Work to complete:
Which lines in the records below contain the string "flower"? Pick out each one, and treat uppercase and lowercase as different.

Records shown:
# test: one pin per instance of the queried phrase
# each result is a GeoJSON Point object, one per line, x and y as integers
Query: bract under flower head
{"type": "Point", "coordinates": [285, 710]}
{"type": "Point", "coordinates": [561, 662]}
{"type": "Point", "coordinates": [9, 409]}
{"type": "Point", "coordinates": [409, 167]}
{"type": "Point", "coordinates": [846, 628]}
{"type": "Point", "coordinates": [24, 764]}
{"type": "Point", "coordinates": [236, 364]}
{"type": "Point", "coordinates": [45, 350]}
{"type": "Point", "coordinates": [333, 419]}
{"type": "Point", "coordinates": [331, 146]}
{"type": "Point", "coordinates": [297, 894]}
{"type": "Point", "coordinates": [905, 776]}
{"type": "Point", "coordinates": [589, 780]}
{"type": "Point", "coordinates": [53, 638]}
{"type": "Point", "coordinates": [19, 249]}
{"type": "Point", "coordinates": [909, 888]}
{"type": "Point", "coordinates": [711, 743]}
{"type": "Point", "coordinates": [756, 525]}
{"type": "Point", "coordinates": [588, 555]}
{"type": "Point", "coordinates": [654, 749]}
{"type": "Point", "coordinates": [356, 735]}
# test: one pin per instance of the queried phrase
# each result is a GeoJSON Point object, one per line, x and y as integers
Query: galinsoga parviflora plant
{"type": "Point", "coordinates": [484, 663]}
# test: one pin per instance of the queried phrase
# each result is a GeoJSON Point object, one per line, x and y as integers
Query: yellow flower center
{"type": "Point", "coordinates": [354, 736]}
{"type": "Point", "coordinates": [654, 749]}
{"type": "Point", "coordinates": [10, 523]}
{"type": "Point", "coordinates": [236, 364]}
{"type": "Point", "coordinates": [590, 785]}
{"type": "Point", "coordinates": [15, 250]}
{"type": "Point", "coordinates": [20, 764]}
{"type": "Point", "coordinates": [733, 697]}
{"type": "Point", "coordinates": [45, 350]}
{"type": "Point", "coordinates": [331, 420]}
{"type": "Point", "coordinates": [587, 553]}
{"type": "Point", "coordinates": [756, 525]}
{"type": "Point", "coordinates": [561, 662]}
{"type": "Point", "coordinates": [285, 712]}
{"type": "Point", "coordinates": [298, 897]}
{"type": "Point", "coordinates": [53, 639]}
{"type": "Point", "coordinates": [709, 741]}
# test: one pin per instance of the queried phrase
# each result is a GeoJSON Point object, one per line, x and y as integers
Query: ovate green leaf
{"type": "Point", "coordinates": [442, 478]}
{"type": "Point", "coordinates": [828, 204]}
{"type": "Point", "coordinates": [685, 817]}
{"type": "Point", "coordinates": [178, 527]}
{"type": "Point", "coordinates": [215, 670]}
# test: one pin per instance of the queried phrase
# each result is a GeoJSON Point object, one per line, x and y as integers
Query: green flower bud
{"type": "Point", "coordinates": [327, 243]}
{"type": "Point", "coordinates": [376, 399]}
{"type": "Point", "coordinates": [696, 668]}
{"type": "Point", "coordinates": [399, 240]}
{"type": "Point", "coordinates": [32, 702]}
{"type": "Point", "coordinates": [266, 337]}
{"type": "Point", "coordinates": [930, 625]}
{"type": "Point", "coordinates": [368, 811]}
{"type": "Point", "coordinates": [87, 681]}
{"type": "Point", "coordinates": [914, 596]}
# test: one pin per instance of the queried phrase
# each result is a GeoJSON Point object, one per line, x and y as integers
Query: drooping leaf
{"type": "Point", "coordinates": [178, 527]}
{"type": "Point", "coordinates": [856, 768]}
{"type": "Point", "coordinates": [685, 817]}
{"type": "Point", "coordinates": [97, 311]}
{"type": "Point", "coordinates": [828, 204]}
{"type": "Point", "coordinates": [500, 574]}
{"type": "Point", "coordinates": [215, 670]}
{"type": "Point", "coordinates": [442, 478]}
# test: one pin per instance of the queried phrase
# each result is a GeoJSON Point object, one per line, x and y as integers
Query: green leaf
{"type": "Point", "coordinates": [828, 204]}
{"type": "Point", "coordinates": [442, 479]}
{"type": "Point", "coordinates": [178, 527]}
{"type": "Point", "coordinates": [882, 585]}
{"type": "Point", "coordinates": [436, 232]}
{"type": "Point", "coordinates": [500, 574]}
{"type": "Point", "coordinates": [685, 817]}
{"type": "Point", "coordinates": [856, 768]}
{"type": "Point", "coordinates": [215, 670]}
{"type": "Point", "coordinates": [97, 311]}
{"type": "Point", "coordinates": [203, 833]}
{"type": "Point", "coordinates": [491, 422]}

Reply to the exercise:
Query: bract under flower head
Query: yellow flower center
Query: green flower bud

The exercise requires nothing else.